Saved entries

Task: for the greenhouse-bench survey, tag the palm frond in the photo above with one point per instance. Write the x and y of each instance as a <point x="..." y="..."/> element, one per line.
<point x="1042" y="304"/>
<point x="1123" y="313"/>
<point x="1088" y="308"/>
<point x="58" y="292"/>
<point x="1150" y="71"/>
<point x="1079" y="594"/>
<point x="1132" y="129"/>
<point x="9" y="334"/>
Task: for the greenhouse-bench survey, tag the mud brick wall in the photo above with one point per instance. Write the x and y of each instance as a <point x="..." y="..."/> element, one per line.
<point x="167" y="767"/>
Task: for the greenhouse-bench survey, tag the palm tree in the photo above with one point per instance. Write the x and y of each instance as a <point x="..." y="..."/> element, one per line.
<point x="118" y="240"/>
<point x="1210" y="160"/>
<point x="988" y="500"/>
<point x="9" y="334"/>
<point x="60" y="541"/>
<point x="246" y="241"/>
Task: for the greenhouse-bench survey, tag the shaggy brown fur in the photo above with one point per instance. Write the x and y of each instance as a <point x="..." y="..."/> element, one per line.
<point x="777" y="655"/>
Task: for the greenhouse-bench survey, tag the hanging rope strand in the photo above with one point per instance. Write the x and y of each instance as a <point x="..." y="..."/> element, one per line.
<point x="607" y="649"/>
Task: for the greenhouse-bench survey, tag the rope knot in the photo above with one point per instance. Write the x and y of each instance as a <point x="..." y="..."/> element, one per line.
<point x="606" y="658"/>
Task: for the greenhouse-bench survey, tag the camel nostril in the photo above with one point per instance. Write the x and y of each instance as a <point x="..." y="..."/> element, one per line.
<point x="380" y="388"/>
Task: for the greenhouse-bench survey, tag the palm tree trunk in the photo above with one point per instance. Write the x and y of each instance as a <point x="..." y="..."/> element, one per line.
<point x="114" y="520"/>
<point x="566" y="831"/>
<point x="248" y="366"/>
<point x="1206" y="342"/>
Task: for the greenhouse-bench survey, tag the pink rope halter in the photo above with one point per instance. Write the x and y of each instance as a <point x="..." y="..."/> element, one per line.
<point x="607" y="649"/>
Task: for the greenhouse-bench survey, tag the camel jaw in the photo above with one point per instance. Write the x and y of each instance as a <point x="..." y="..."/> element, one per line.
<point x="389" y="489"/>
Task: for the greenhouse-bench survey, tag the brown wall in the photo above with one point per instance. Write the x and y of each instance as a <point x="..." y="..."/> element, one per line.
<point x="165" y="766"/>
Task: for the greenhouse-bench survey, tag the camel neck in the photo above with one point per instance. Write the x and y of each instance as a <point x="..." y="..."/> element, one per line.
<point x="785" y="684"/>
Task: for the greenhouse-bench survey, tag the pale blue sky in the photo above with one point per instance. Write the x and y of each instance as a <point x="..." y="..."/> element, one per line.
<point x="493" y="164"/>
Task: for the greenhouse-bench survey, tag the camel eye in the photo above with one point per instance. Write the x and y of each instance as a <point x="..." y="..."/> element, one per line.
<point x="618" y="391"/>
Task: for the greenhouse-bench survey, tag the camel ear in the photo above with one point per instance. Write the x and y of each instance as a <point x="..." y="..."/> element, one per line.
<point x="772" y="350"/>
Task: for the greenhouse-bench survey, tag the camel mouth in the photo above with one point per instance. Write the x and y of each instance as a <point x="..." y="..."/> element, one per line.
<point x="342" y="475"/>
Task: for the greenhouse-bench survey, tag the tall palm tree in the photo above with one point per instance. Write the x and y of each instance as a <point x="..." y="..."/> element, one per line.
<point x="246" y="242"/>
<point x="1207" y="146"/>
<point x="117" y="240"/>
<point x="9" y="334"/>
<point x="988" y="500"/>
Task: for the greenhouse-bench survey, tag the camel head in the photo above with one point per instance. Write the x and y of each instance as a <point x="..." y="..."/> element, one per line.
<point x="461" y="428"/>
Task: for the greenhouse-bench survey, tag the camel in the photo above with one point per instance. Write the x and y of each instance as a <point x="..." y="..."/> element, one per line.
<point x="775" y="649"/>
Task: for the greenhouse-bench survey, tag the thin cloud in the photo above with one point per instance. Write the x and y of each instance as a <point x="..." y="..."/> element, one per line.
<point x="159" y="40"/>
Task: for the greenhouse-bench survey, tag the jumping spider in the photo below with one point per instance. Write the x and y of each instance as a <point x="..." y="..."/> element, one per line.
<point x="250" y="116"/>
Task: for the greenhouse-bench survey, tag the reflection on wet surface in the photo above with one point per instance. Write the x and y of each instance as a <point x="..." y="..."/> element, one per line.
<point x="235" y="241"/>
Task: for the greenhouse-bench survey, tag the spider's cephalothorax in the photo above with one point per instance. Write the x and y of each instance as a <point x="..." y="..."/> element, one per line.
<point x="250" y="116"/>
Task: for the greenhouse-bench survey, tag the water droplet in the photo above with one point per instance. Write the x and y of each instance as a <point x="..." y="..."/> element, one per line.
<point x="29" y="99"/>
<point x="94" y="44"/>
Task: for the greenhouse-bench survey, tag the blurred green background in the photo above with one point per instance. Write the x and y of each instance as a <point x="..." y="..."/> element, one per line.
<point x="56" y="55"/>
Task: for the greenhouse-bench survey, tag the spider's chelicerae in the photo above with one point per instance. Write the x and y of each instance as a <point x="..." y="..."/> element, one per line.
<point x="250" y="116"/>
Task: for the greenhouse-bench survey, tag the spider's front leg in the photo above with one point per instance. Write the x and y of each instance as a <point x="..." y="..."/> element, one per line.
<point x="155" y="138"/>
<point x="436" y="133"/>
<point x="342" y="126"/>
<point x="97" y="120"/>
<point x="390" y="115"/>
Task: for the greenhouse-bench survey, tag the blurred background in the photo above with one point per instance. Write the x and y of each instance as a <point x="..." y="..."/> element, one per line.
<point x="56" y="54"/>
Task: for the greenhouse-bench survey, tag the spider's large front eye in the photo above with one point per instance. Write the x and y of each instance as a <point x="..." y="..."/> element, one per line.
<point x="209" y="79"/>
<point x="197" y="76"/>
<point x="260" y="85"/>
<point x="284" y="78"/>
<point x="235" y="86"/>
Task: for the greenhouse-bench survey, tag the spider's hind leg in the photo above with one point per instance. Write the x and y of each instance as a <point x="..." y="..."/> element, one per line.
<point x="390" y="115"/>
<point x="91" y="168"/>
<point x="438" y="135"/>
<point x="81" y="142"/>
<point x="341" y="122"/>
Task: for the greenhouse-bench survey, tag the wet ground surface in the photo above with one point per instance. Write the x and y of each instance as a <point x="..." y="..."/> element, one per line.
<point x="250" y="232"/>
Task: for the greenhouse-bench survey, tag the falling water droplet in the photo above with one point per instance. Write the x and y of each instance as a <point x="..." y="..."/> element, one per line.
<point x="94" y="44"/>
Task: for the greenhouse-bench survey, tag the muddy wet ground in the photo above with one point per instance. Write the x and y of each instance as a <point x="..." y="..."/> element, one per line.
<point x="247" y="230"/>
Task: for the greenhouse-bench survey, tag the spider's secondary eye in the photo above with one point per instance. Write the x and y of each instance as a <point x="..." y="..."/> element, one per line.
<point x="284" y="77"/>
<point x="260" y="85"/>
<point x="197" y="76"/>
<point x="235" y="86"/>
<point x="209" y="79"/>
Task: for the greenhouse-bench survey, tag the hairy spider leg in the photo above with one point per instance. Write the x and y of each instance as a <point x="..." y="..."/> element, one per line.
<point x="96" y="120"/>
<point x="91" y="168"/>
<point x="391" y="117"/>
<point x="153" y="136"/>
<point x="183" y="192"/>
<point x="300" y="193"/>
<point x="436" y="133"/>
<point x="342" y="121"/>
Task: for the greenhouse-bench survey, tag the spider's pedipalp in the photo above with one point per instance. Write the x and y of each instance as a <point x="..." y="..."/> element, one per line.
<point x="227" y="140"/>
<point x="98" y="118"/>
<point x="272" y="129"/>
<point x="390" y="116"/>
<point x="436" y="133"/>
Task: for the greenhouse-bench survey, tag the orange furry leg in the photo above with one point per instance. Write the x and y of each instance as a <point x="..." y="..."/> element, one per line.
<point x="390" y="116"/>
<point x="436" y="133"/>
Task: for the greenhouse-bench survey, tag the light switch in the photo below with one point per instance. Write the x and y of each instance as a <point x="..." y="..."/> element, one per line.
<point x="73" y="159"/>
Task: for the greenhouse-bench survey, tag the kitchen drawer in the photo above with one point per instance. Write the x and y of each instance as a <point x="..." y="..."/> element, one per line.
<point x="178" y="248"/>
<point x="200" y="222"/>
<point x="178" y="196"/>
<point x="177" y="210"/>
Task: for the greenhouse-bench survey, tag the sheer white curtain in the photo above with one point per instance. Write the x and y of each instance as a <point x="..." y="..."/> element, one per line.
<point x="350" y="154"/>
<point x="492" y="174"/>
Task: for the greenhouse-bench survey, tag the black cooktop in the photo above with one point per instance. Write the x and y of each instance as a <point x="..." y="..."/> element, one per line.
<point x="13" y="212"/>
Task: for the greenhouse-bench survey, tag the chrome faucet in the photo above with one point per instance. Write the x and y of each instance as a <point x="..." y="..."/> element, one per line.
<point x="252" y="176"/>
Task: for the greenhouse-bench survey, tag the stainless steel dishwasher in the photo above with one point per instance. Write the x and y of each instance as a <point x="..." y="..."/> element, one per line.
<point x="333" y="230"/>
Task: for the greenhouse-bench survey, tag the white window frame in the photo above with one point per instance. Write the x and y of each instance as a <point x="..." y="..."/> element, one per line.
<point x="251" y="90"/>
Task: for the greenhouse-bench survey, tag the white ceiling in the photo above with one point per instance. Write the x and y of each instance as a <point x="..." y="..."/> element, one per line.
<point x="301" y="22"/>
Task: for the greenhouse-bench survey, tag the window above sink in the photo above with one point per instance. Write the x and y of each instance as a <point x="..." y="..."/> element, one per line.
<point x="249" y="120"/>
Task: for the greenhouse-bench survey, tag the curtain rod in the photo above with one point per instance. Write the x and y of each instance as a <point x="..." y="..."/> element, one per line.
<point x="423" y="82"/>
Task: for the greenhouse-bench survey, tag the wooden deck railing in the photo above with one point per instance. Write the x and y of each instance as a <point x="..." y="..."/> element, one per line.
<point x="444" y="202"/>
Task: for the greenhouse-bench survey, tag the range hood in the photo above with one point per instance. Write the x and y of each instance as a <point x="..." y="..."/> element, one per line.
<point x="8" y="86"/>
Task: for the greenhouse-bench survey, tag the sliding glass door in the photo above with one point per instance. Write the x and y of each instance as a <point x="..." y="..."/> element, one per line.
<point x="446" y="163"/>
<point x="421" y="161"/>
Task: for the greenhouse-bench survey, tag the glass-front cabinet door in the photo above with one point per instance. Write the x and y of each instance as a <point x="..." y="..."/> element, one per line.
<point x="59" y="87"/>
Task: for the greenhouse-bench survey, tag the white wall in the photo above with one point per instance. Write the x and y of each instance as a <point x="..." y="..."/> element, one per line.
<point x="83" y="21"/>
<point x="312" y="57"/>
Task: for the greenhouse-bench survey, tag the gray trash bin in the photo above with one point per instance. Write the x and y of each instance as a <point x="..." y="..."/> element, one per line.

HOW TO COMPLETE THIS TASK: Please set down, with no changes, the line that contains "Task: for the greenhouse-bench survey, tag the glass-front" and all the lines after it until the entries end; write nothing besides them.

PROBLEM SOLUTION:
Task: for the greenhouse-bench survey, tag the glass-front cabinet door in the photo above with one point per instance. Write the x and y of each instance as a <point x="..." y="..."/> element, one per line.
<point x="59" y="87"/>
Task: for the greenhouse-bench survey, tag the white wall in the photo above with one point per instance. Write the x and y of each instance as a <point x="..." y="..."/> element, one per line.
<point x="83" y="21"/>
<point x="312" y="57"/>
Task: for the greenhouse-bench survey, tag the gray trash bin in the photo above with one point per instance. Write the x and y of each instance as a <point x="..." y="..."/> element, one per line.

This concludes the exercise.